- Given passage:
◇ ◇ ◇ ◇ ◇ ◇ ◇

Mwp-contenting the path of Children’s Hospital big move

Mwp-contenting the path of Children’s Hospital big move

Mwp-contenting the path of Children’s Hospital big move

Fewer than 100 days remain until Kaleida Health begins a strategic 24-hour move of patients, equipment and families into the John R. Oishei Children’s Hospital. That will officially shut down operations at Women & Children’s Hospital of Buffalo.

Though the journey is just 1.2 miles, planners have worked for 18 months to plan the move down to the last detail. In all, more than 400 individuals participated in the planning process via 28 activation teams, 17 task forces and four steering committees.

The ultimate goal is to safely move every patient, including babies just a few hours old.

The day of the move, the plan calls for staff and physicians to operate two fully functioning hospitals in tandem while systematically transferring patients one at a time via ambulance through city streets.

Among those involved in the move will be hundreds of volunteers, as well as three main players, each of whom gave Business First some behind-the-scenes knowledge of what it will take to move the hospital.

◇ ◇ ◇ ◇ ◇ ◇ ◇

- Extracted records:
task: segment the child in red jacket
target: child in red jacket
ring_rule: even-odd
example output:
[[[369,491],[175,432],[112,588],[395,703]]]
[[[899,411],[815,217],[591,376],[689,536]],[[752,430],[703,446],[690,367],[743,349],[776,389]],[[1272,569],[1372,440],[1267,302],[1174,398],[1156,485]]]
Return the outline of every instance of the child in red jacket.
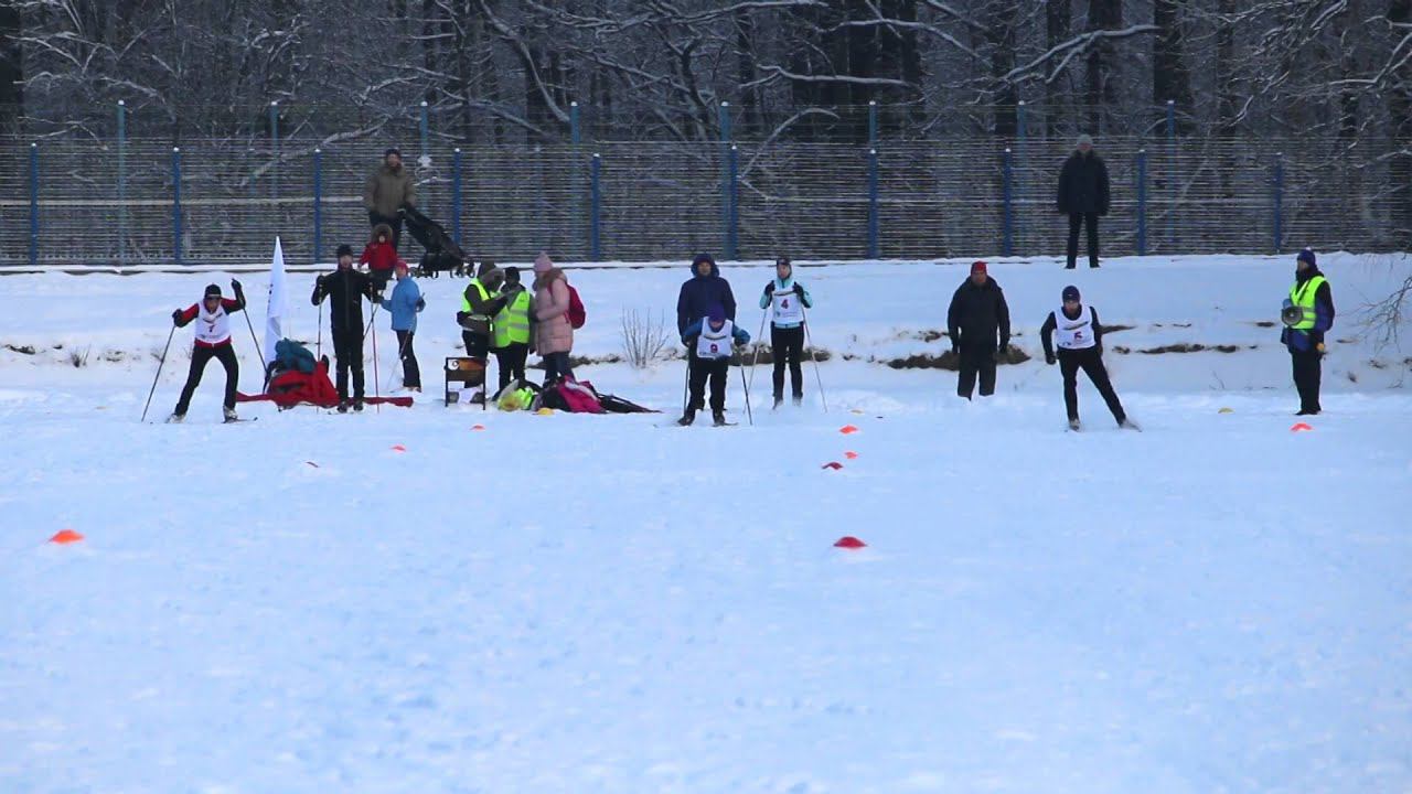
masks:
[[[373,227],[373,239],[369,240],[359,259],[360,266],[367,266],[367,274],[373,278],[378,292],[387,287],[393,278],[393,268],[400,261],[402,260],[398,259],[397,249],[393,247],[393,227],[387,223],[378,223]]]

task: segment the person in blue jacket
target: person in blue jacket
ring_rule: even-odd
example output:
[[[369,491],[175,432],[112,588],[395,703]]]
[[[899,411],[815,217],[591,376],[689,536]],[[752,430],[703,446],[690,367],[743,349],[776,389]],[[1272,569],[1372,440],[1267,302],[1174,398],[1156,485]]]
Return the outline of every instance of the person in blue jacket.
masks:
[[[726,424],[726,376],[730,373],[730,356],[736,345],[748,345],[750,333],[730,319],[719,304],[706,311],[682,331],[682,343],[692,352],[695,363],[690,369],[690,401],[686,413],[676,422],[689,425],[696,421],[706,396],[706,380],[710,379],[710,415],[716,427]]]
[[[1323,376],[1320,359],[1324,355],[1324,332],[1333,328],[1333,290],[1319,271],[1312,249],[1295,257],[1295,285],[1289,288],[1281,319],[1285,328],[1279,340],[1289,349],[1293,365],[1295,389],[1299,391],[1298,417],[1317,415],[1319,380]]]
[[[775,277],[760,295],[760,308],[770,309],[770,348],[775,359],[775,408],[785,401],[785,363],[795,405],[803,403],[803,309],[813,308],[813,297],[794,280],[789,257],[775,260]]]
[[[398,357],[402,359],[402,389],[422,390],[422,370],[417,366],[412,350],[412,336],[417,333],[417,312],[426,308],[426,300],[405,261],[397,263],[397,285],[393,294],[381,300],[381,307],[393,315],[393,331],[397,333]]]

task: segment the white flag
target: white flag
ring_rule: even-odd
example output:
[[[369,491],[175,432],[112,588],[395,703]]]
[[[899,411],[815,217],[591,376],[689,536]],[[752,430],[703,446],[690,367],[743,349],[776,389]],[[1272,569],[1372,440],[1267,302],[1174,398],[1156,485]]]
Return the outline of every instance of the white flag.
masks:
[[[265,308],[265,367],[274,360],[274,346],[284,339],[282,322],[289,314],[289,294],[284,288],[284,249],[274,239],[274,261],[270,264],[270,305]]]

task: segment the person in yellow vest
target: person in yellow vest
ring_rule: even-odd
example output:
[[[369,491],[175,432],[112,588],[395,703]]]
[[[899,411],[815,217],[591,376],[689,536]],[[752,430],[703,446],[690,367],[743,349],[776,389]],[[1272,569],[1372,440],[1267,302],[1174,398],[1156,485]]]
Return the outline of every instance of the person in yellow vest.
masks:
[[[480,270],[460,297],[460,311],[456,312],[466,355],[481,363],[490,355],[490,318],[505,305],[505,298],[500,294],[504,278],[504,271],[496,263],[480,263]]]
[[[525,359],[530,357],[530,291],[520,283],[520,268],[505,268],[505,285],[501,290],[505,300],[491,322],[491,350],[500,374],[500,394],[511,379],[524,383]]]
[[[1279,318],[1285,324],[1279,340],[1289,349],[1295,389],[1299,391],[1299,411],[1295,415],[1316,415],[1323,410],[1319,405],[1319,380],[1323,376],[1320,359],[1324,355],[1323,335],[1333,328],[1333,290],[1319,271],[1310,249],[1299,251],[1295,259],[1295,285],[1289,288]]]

◇ ◇ ◇ ◇ ◇ ◇ ◇

- Exercise: Continue the article about moving patients into the John R. Oishei Children's Hospital, picking up right after its final sentence. The records have nothing to do with the article about the Children's Hospital move.

- Answer section:
The administrator

Children’s Hospital President Allegra Jaros has been involved since the start five years ago, overseeing construction for the last three years on Oishei Children’s Hospital, a $270 million, 12-story hospital with 183 beds. Also involved are physicians, nurses, staff, volunteers, patient families and community members who are determined to make sure nothing is overlooked.

Jaros will manage staffing needs for the big day: Children’s professional staff, physicians and employees at all levels as well as others throughout the Kaleida Health system. That includes people who participated in moves from Millard Fillmore Gates Circle Hospital to Buffalo General Medical Center, and from Deaconess Center to HighPointe on Michigan.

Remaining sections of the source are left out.